-- start STORED RECORDS --

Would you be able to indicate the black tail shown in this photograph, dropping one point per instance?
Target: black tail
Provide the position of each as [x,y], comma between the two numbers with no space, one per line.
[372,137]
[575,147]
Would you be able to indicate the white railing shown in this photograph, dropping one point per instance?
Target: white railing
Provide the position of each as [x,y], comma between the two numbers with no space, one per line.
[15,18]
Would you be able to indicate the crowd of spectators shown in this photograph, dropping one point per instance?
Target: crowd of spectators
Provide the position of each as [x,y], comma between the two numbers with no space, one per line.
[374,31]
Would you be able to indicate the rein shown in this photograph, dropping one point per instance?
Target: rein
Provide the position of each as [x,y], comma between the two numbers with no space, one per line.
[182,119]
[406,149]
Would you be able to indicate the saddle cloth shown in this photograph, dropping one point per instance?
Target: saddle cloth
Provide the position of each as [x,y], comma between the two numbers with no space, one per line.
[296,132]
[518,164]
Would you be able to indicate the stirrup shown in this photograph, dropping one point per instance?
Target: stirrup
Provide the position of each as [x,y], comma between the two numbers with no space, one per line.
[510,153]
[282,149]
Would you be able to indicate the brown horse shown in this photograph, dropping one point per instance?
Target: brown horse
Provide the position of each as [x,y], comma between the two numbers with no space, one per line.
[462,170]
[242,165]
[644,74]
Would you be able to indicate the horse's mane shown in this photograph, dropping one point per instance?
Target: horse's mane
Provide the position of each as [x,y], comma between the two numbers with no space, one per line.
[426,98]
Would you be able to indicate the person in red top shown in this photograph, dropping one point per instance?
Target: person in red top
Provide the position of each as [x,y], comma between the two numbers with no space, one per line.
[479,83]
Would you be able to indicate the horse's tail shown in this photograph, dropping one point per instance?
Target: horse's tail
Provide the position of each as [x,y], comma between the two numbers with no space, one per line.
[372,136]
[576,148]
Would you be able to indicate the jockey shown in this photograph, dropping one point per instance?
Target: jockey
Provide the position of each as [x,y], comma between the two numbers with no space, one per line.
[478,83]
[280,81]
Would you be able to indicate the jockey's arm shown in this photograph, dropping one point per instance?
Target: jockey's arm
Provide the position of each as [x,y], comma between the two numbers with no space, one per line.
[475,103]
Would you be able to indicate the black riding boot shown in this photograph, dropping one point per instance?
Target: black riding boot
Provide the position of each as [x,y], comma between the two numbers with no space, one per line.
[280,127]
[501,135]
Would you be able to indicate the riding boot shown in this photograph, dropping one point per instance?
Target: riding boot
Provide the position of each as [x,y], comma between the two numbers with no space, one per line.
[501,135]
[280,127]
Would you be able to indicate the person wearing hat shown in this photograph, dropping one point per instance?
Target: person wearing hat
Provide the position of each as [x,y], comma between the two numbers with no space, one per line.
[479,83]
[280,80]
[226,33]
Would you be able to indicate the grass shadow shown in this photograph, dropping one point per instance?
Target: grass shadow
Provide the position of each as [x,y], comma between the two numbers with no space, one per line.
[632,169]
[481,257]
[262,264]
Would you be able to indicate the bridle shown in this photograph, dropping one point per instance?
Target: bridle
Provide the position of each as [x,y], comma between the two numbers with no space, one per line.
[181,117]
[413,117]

-- end STORED RECORDS --
-- start STORED RECORDS --

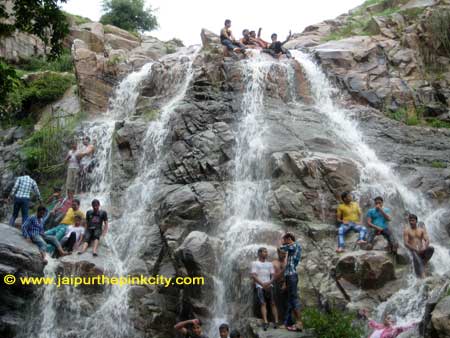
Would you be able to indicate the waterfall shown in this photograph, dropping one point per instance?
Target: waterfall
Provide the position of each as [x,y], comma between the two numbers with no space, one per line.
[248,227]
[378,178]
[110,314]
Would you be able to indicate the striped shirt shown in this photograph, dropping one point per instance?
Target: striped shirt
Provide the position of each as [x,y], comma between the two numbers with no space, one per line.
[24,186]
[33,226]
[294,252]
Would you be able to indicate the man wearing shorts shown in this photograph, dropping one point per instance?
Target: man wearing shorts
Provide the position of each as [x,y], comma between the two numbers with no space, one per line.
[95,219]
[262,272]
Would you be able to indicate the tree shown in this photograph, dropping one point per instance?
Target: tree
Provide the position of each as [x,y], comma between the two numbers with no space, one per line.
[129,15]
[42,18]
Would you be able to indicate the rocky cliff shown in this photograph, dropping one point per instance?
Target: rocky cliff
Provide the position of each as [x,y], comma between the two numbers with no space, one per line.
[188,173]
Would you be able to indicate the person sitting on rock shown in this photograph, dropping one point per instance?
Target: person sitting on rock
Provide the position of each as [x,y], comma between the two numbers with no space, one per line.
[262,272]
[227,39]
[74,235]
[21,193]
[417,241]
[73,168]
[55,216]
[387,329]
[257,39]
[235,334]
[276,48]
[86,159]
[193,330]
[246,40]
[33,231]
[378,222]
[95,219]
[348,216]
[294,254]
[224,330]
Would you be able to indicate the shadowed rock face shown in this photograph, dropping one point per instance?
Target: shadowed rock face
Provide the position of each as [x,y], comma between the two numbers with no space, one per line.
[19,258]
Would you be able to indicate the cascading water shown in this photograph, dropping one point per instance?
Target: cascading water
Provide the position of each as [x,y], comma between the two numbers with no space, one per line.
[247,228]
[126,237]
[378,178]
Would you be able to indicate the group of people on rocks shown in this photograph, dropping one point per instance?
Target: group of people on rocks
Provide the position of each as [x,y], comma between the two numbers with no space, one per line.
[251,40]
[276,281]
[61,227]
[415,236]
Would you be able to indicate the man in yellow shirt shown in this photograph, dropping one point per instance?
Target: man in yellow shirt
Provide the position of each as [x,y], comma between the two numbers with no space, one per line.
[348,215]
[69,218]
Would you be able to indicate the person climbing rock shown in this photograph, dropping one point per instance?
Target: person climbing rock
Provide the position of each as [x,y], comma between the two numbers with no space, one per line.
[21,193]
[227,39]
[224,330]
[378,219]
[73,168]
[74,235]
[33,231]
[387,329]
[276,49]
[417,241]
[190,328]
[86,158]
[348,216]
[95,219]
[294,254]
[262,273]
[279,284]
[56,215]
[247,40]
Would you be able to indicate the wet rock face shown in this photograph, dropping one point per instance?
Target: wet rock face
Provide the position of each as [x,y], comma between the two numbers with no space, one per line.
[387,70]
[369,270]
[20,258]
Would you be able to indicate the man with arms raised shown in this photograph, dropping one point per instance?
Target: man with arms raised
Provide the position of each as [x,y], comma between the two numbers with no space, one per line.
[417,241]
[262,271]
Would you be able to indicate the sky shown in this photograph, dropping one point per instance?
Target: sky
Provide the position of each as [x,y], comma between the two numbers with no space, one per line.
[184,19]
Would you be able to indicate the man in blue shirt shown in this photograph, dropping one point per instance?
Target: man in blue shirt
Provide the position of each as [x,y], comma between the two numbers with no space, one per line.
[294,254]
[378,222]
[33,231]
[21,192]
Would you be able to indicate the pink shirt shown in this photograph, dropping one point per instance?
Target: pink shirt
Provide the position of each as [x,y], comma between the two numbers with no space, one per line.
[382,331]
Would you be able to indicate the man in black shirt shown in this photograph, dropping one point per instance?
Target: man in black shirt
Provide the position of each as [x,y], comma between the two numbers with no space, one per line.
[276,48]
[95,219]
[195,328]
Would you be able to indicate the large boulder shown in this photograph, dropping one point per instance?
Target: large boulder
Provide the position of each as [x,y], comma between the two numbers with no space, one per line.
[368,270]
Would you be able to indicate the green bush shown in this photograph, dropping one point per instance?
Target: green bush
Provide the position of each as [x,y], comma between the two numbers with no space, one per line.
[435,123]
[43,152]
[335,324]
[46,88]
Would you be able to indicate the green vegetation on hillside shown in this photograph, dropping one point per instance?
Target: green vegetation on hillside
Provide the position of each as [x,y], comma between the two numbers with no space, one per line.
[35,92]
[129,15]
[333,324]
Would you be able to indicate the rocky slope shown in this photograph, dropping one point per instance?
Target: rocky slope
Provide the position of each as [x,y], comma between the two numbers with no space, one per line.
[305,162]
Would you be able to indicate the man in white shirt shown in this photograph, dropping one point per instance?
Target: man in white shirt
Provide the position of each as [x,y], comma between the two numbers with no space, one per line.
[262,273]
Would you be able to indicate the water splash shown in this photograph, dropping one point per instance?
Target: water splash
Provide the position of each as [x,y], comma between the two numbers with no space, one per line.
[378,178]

-- end STORED RECORDS --
-- start STORED RECORDS --

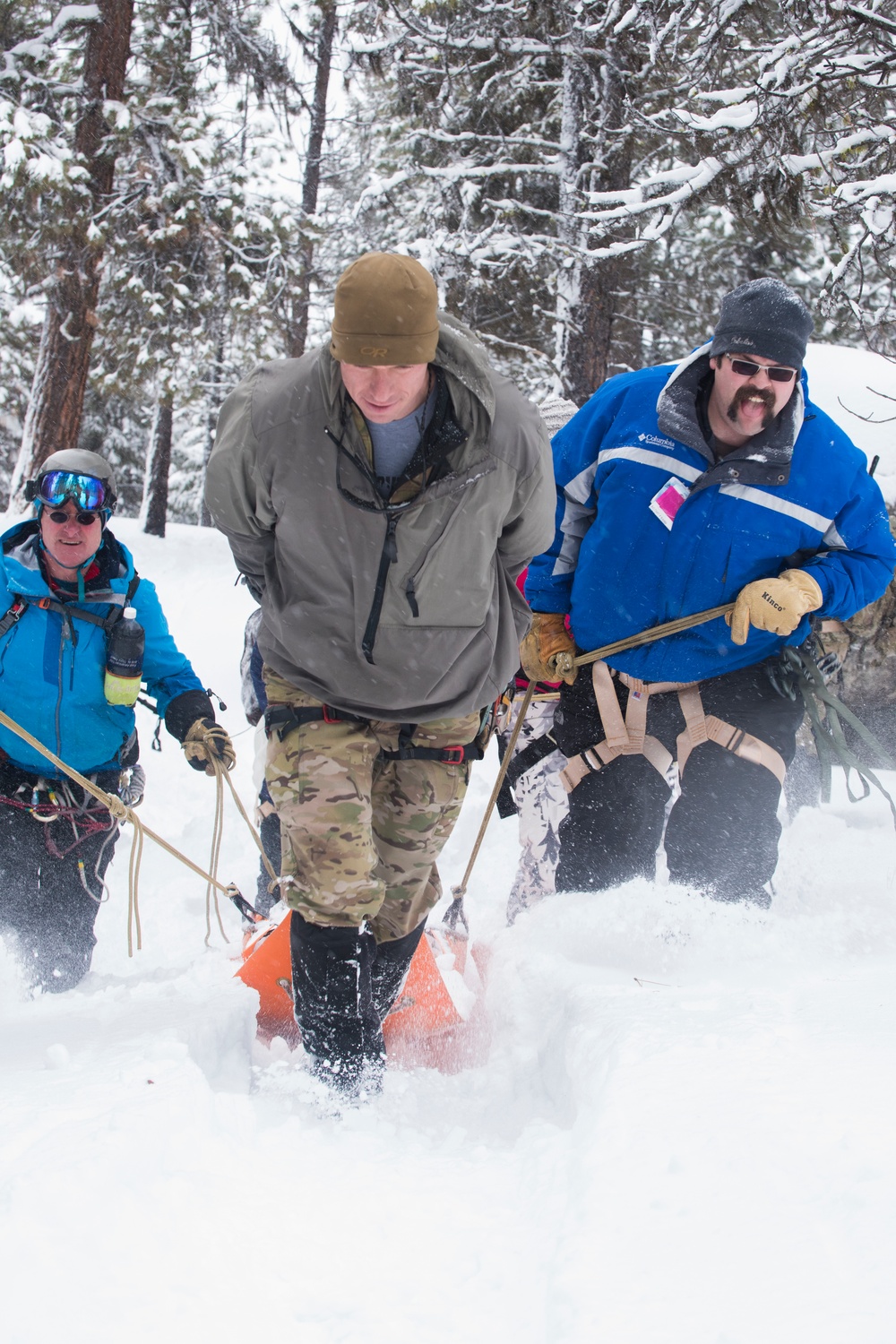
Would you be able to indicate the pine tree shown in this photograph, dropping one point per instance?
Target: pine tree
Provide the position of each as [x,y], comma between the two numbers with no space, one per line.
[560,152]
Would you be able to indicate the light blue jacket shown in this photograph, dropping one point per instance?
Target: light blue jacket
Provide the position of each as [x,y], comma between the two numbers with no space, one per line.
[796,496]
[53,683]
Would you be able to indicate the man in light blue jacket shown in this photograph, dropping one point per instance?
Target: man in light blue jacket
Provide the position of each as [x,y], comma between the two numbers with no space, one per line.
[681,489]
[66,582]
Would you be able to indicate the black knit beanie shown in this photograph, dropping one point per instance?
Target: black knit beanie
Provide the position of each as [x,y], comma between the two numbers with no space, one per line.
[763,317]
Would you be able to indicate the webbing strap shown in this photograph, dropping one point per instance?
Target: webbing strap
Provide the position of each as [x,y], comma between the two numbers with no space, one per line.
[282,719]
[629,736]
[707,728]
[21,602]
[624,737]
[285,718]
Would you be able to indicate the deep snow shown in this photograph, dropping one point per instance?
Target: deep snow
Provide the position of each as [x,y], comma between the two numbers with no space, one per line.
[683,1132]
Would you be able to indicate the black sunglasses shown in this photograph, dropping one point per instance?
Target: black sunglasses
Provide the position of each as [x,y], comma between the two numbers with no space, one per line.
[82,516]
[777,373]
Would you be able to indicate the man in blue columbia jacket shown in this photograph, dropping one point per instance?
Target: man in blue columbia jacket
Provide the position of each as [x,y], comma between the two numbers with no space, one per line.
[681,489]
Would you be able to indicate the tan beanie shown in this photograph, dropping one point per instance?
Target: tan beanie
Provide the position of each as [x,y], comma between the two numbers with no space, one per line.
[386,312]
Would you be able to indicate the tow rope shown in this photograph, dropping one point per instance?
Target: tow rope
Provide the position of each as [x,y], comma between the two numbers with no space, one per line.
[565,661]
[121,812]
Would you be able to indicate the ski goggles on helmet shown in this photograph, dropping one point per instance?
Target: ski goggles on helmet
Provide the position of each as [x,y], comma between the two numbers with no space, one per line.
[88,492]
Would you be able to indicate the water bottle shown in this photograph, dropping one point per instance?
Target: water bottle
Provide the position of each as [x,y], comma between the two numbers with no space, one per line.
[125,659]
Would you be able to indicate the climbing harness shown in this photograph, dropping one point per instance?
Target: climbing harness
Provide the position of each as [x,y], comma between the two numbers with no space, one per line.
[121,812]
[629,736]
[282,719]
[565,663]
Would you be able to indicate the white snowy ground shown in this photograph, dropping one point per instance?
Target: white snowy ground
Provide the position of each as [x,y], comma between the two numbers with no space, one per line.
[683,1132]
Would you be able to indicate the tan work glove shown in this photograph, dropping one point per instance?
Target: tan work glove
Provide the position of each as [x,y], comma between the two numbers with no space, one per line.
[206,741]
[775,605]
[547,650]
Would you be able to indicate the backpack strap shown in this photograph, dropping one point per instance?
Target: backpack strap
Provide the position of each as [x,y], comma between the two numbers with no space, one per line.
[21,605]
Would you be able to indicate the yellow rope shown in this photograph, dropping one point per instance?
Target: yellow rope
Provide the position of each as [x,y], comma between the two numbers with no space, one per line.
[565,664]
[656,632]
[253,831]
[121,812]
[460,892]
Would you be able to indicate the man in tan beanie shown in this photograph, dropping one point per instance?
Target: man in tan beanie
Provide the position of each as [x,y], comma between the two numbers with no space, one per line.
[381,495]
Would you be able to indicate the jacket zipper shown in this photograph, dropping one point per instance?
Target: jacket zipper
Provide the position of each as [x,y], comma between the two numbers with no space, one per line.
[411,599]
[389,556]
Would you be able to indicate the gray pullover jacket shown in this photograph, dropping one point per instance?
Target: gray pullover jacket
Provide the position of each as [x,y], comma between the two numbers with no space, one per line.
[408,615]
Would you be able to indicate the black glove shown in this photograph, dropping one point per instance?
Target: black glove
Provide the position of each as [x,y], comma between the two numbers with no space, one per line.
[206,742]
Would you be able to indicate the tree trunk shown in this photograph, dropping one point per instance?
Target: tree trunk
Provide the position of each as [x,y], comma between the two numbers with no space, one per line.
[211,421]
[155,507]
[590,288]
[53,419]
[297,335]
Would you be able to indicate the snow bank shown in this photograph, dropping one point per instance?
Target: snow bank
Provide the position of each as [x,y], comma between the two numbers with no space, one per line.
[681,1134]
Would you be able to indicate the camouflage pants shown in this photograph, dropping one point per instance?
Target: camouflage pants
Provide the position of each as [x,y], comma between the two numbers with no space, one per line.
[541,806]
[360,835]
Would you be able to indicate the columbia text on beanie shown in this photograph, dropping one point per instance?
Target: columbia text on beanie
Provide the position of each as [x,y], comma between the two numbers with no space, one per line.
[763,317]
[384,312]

-- end STORED RECORDS --

Identify and copy every line in the entries above that contains the word "pink".

Would you be able to indicate the pink shirt shown in this photograph, dropping one point per instance?
Target: pink shirt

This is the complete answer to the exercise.